● Enunciado:
Transcreva sem nenhuma alteração a parte do texto abaixo sobre conflitos financeiros em empresas familiares que começa em "Causas de Conflitos Financeiros em" e vai até "demonstrem com frequência.", inclusive.

● Trecho para leitura:
Olá você, meu leitor!
Estamos na 5ª. edição dessa sequência de textos, escolhemos nessa série explorar o tema das Empresas Familiares, em especial investigamos e sintetizamos aqui as principais fontes de conflitos que acontecem nos ambientes da família e da empresa. E aí chegou a vez de falar sobre os conflitos ligados a questões financeiras.
Começo por uma provocação, citando um dito popular:
“Casa que falta pão, todo mundo grita, ninguém tem razão” (Autor desconhecido)
O sentido aqui é o de que na escassez, a crise se instala e pode acontecer que a racionalidade seja colocada de lado, e nessa situação o diálogo de surdos é que prevalece.
E que tal esse outro:
“Herança, queima a mão e gela o coração” (Autor desconhecido)
Nesse se faz referência ao fato de que disputas por heranças podem trazer desgosto, rancor e afastamento entre os familiares, corroendo os laços afetivos.
Pois é, os conflitos financeiros estão entre as causas mais comuns de desavenças em empresas familiares. Esse tipo de organização tem dinâmicas complexas, onde o lado emocional e as relações pessoais interferem diretamente na gestão e nas tomadas de decisão. Vamos explorar a seguir então algumas das principais causas de conflitos financeiros nesse contexto e possíveis formas de mitigá-los.
Causas de Conflitos Financeiros em Empresas Familiares
- Distribuição de Lucros: Em muitas empresas familiares, a distribuição de lucros é uma área de grande tensão. Nem todos os membros da família podem estar ativamente envolvidos na gestão ou nas operações da empresa, mas ainda assim esperam uma parte dos lucros, e para esse fim constroem uma narrativa para sí e para os demais, que pensam assim suportar a legitimidade essa expectativa. Aqueles que trabalham diretamente no negócio frequentemente sentem que devem ser mais recompensados do que os outros membros da família que não estão tão envolvidos. Também se diz que cada familiar tem uma “fantasia” diferente com relação à empresa, quem está dentro tem uma, quem está fora tem outra, mas todos têm, mesmo que não a demonstrem com frequência.

● Registros fornecidos:
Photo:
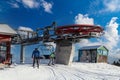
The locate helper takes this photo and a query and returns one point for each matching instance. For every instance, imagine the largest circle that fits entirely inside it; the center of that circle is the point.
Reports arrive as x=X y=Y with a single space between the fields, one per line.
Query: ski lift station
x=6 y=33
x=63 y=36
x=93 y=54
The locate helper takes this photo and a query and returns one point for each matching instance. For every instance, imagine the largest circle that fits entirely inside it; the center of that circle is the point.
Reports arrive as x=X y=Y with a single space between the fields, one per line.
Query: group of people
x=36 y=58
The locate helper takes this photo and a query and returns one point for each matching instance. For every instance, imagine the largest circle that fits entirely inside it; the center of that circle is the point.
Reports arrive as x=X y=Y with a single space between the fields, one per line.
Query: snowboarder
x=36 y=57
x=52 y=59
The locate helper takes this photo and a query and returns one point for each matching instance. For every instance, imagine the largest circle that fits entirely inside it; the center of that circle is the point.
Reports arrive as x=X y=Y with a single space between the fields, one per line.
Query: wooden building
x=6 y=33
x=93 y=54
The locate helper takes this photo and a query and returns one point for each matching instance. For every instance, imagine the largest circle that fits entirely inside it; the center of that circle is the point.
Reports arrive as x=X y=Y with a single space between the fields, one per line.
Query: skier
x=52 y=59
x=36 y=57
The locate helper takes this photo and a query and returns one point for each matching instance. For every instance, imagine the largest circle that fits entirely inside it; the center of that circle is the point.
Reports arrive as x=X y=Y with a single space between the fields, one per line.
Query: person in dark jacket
--
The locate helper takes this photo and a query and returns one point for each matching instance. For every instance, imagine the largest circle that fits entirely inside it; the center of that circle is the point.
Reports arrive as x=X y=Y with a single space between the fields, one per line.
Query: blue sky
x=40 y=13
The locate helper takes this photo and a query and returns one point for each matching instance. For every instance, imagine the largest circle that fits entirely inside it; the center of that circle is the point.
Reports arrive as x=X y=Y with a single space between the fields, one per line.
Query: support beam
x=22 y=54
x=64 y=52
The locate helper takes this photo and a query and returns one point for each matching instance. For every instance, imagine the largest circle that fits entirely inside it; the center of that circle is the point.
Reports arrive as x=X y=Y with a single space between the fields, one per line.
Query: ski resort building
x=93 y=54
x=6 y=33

● Resposta do exercício:
Causas de Conflitos Financeiros em Empresas Familiares
- Distribuição de Lucros: Em muitas empresas familiares, a distribuição de lucros é uma área de grande tensão. Nem todos os membros da família podem estar ativamente envolvidos na gestão ou nas operações da empresa, mas ainda assim esperam uma parte dos lucros, e para esse fim constroem uma narrativa para sí e para os demais, que pensam assim suportar a legitimidade essa expectativa. Aqueles que trabalham diretamente no negócio frequentemente sentem que devem ser mais recompensados do que os outros membros da família que não estão tão envolvidos. Também se diz que cada familiar tem uma “fantasia” diferente com relação à empresa, quem está dentro tem uma, quem está fora tem outra, mas todos têm, mesmo que não a demonstrem com frequência.